[DIRECTIONS]
**1)** Do these statements agree with the fountain pen thread? For each, answer yes or no and quote the words that decide it. (a) The first post says the pen probably has little dollar value. (b) One reply mentions finding a pen made in 1934. (c) One reply says the pen isn't worth having refurbished.
**2)** Write what comes next in the fountain pen thread, starting after its last line.

# Dad's old fountain pen



## Woodchipper (Aug 4, 2018)

I was going through old photos and labeling them. Dad had a box that held a lot of things including this old fountain pen. It is a Parker. It is black and may have some accenting in the grooves. I think he might have had this during WWII in the South Pacific. Not really sure how old it is. Don't think it has a dollar value but has more sentimental value.


----------



## Penultimate (Aug 4, 2018)

Hi, check the body with a magnifier. The pen name like Vacumatic and a date code are probably stamped on it. If the pen is not a lever filler then it might be a Vacumatic. The jeweled end of the pen body will unscrew showing the pump plunger. 

I was looking thru some old pens and pencils in my Dad's stuff and found a Vacumatic made in 1934. As a bonus, it had my great Uncle 's name engraved on it. 

Nice find. 


Sent from my iPad using Penturners.org mobile app


----------



## its_virgil (Aug 4, 2018)

It is worth having it refurbished. Definitely looks like a vacumatic. Look for date code. Then research.
Don


----------



## Curly (Aug 4, 2018)

A bit of information here.

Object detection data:

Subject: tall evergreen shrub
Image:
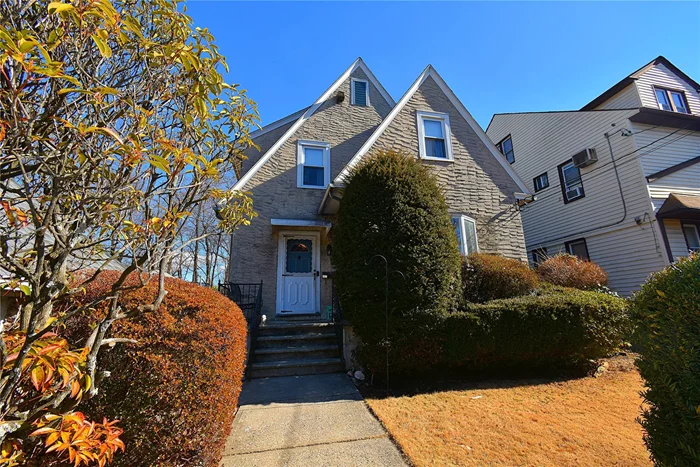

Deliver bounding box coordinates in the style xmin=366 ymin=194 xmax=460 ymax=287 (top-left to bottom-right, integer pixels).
xmin=632 ymin=255 xmax=700 ymax=466
xmin=332 ymin=151 xmax=460 ymax=376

[ANSWERS GIVEN]
**1)**
(a) Yes: "Don't think it has a dollar value but has more sentimental value."
(b) Yes: "found a Vacumatic made in 1934"
(c) No: "It is worth having it refurbished."

**2)**
----------



## duncsuss (Aug 4, 2018)

Pete's link didn't work for me, but I knew where it was aiming -- Richard Binder's website is a treasure-trove of information about fountain pens.

Try THIS LINK

Just going by the jewel on the end of the blind cap (at the end of the barrel), this pen dates to before 1942. The metal ring on the end of the cap went away -- the brass was needed for the war effort.

The design of the clip, and other details, will help you date it fairly accurately (even if you cannot read or decipher the Parker date marks on the pen barrel.)

 It's a beautiful pen, and whether it has a high dollar value or not I'd expect it is of immense value to you. Please consider getting it overhauled and use it at every opportunity.


----------



## Curly (Aug 5, 2018)

Thanks Duncan. That’s what I get when I copy and paste links using my phone.


----------



## corgicoupe (Aug 30, 2018)

I had two Parker Vacumatics like that restored by Danny Fudge at TheWritePen. He suggested I double the insurance given with Priority Mail, which should give you some idea as to value of your find. I think restoration cost was about $50 total for the two pens.


----------



## Woodchipper (Aug 30, 2018)

I don't think I will have it refurbished.  I did that to an antique shotgun before I found that  was a "no-no." Ruined the value.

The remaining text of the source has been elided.